#### EXERCISE AIM:
Repeat exactly every line that comes at or after the line containing "Double-check for me: is the snow", through the end of the entries below.

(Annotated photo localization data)
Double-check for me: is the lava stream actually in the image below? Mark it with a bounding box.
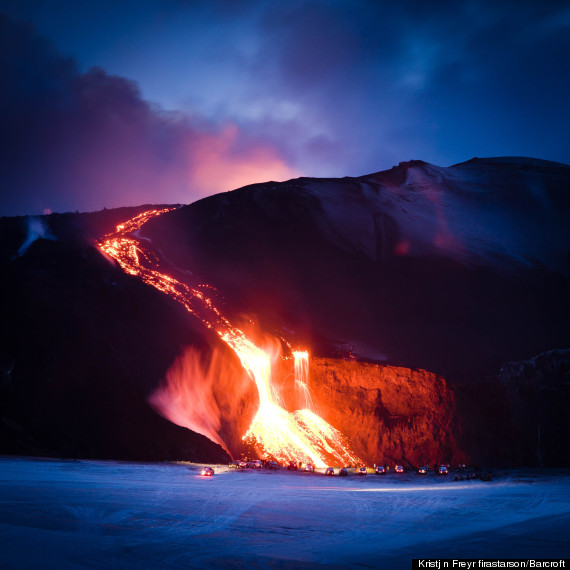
[97,208,361,467]
[293,350,314,411]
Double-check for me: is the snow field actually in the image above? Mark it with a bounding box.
[0,458,569,568]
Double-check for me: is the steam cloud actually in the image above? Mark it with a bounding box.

#### EXERCISE SOLUTION:
Double-check for me: is the snow field actually in the image above? Mark it with a bounding box.
[0,458,569,568]
Double-check for me: is the steam cloud actually in the image above? Mark it with a bounding box.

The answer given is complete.